• _Exercise details_
Please output each entry exactly as it appears.

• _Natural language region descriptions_
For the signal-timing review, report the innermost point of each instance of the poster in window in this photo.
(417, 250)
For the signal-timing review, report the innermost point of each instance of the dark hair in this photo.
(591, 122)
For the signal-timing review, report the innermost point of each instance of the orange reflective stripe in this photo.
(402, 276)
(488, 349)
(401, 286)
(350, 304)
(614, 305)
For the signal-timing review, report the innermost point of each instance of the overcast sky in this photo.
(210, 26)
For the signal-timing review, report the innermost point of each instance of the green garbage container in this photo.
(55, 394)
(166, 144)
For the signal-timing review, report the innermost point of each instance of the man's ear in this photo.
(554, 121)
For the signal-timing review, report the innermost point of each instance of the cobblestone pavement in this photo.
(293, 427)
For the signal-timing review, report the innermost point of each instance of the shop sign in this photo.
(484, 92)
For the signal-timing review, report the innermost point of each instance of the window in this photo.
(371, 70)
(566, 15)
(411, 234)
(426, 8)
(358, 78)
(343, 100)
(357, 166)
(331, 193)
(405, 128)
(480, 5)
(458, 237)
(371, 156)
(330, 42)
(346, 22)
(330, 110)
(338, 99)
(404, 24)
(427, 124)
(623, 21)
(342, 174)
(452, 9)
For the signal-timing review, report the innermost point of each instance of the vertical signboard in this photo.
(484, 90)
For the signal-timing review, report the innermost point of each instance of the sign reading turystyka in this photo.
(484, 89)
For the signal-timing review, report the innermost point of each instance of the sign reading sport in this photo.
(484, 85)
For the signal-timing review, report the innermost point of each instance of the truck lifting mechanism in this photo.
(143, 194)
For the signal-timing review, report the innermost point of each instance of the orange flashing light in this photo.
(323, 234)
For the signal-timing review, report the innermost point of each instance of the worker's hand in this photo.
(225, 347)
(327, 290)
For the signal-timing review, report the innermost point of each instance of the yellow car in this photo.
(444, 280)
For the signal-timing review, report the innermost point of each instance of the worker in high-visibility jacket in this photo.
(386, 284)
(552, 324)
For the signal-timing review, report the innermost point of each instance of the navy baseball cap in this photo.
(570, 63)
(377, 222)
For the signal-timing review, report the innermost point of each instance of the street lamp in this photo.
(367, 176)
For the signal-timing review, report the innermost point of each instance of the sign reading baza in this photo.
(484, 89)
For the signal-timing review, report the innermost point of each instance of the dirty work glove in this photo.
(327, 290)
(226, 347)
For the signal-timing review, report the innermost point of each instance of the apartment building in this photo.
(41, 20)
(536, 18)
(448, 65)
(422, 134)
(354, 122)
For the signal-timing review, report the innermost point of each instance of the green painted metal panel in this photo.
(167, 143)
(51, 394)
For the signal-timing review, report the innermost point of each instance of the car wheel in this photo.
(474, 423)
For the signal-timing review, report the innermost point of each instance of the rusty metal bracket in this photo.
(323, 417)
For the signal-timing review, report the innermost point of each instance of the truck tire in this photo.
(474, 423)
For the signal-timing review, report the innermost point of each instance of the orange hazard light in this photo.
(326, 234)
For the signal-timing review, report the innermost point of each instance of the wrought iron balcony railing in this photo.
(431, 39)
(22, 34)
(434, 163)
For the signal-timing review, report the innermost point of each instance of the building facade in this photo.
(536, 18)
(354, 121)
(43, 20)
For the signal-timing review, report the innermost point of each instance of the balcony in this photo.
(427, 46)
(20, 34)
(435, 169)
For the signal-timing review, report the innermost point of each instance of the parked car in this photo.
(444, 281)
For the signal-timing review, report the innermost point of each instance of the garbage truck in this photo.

• _Output for this task_
For the signal-timing review, report the innermost point of each instance of the poster in window in this photo.
(417, 250)
For the signal-timing review, report the innermost point of each instance of the dark hair in this photo.
(591, 122)
For the signal-timing review, report the innermost point of each instance of the orange reflective stripe in this photo.
(402, 276)
(488, 349)
(401, 286)
(350, 304)
(614, 305)
For the signal-timing review, report the innermost point of each instance of the overcast sky in this photo.
(210, 26)
For the signal-timing review, report the innermost point of each instance of the green garbage container in this photo.
(55, 394)
(166, 144)
For the signal-timing review, report the innermost point of each instance of the man's ear in this photo.
(554, 121)
For the signal-timing review, report the innermost point of each instance of the cobblestone pavement in this photo.
(293, 427)
For the signal-timing review, report the innermost point of each instance of the shop sign in this photo.
(484, 92)
For the signal-timing review, report the innermost point of each instance of the window in this photo.
(371, 70)
(566, 15)
(411, 234)
(426, 8)
(358, 78)
(343, 100)
(357, 166)
(331, 193)
(405, 128)
(480, 5)
(458, 237)
(371, 156)
(330, 42)
(346, 22)
(330, 110)
(338, 99)
(404, 24)
(427, 124)
(623, 21)
(342, 174)
(452, 9)
For the signal-timing review, report the innermost point of each instance of the vertical signboard in this photo.
(484, 90)
For the signal-timing review, report the innermost point of each instance of the sign reading turystyka in this photo.
(484, 89)
For the signal-timing review, report the innermost point of each instance of the sign reading sport in this photo.
(484, 85)
For the signal-timing review, report the innermost point of each instance of the truck lifting mechanism in this photo.
(143, 194)
For the signal-timing review, report the innermost point of each instance of the orange flashing light in this photo.
(323, 234)
For the signal-timing review, report the innermost point of each instance of the worker's hand in this photo.
(225, 347)
(327, 290)
For the signal-timing review, report the innermost point of each instance of the yellow car in this photo.
(444, 280)
For the signal-timing review, report the innermost point of each instance of the worker in high-visibility jacket in this photo.
(386, 284)
(552, 324)
For the signal-timing review, report the innermost point of each instance of the navy baseball cap in this photo.
(570, 63)
(377, 222)
For the signal-timing review, report the innermost point of each instance of the street lamp in this photo.
(367, 176)
For the signal-timing review, report the innermost point of each instance of the sign reading baza in this photo.
(484, 89)
For the signal-timing review, report the innermost point of each instance of the dirty work glove in this photo.
(327, 290)
(226, 347)
For the signal-timing review, report the innermost point of each instance of the apartment building in this photo.
(41, 20)
(536, 18)
(448, 65)
(422, 134)
(354, 122)
For the signal-timing review, report the innermost point of each instance of the green painted metal panel in this photo.
(167, 143)
(51, 394)
For the signal-timing review, report the innermost point of each instance of the car wheel in this photo.
(474, 423)
For the signal-timing review, report the innermost point of each instance of the rusty metal bracket in this photo.
(323, 417)
For the signal-timing review, report the innermost point of each instance of the truck tire in this photo.
(474, 423)
For the signal-timing review, report the innermost point of each instance of the orange hazard light in this photo.
(326, 234)
For the signal-timing review, report the innermost point of each instance of the wrought iron balcony railing in this photo.
(431, 39)
(22, 34)
(434, 163)
For the signal-timing review, report the innermost point of each instance of the building facade in this photo.
(536, 18)
(354, 121)
(43, 20)
For the signal-timing review, report the innermost point of each instance of the balcony in this photo.
(427, 46)
(20, 34)
(435, 169)
For the signal-timing review, report the innermost point of each instance of the parked car in this photo.
(444, 281)
For the signal-timing review, report the innermost point of each instance of the garbage truck in this photo.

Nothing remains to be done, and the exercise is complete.